Text shown |
"""

I am fortunate to now be a student of Luke’s, as he is generously designing another community garden in which my family is participating. I am so turned on by his vision of sustainability and respect for the Earth that I promote him every chance I get!
Food Forests Part 1- AKA Kill Your Lawn
What are you getting out of your yard? I am asking not only how much enjoyment you get from it. I am asking a serious economic question: what is the land surrounding your home giving to you? The current cultural paradigm within our urban and suburban areas primarily supports the maintenance of lawns which, while arguably they do have some spatial and aesthetic value, are really huge money pits, add nothing and poison the environment if chemicals are used to maintain them. Lawns require water, fertilization, and mowing, which all cost while giving no return. When I look at a lawn, however, I start to get excited because I see the potential and I know the time is coming.

"""

Supplied data |
"""

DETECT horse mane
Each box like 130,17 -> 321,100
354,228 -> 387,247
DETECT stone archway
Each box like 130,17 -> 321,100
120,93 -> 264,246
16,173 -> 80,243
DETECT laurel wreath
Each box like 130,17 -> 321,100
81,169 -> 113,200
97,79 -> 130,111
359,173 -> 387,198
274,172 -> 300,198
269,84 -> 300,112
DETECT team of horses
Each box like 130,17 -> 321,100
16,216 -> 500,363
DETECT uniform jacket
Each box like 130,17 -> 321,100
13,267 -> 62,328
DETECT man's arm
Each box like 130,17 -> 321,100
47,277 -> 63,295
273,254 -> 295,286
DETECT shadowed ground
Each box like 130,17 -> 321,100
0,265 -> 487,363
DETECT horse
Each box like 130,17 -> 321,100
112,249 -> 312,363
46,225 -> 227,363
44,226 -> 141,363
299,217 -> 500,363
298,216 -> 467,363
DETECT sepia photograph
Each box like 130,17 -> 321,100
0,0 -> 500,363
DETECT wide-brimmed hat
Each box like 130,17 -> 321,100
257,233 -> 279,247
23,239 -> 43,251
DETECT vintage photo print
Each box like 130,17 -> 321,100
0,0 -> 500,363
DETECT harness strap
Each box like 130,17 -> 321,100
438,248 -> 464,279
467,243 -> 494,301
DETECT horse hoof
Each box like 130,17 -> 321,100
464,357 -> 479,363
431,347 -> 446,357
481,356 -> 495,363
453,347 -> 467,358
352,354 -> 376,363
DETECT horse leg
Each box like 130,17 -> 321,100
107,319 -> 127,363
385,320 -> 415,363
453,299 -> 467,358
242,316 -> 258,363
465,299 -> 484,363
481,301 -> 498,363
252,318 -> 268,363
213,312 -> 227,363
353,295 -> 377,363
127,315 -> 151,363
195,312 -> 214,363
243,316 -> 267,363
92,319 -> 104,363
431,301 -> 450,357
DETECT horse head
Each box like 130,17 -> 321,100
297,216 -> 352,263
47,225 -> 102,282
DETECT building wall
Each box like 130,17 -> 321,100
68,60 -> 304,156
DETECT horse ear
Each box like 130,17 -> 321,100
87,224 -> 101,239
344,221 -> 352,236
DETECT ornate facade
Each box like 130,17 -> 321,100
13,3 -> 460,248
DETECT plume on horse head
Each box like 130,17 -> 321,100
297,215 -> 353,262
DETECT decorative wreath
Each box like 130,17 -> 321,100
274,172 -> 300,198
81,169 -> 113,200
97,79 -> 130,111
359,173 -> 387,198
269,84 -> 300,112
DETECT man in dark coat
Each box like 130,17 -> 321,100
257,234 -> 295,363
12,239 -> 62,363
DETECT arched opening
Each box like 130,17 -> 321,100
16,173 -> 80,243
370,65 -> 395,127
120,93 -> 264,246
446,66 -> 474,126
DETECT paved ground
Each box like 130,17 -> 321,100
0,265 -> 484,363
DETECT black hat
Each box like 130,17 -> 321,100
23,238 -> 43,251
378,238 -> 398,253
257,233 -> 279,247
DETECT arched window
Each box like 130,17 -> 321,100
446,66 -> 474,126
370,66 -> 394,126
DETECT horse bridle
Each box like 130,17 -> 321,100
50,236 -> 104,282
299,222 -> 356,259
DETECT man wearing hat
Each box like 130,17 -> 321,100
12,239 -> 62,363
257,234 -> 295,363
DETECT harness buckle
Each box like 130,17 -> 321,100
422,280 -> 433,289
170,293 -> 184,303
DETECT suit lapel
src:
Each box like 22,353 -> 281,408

"""

Actions to take |
1. What three things does the food forests piece say lawns require?
2. Copy the part of the food forests piece that opens with the words containing "I am fortunate" and closes with "chance I get!".
3. Carry on the food forests piece from the point where it stops.
The material was taken from a separate source.

Outputs by task |
1. Water, fertilization, and mowing.

2.
I am fortunate to now be a student of Luke’s, as he is generously designing another community garden in which my family is participating. I am so turned on by his vision of sustainability and respect for the Earth that I promote him every chance I get!

3.
So what do I mean by that? I'm talking about food and nutrition and liberation from our dependence on the very sick factory food system. How can I say this so cavalierly? Because I know that all of our dietary needs can be either produced in our yard or paid for by products grown in our yards. In a sense I'm talking about gardening, but not simply your typical high input and high maintenance vegetable garden. People have been setting up systems of living that use plants, animals, and fungi to recycle our waste, build soil, convert sunlight into carbohydrates, capture rainwater, and produce food right around their homes for millennia. And people are still doing it in urban and rural areas all around the planet.
I am a permaculturalist, which means that instead of seeing weeds I see food. Instead of seeing a drainage problem I see free water. Instead of seeing poop (of any animal) as waste I see it as a resource. In short permaculture expands the idea of a yield and turns the problem itself into a solution. It also means that I consider the earth and people and our time here as sacred, and I use these ethics to create spaces that are very much in keeping with the patterns of wild ecosystems yet are centered on human nutrition.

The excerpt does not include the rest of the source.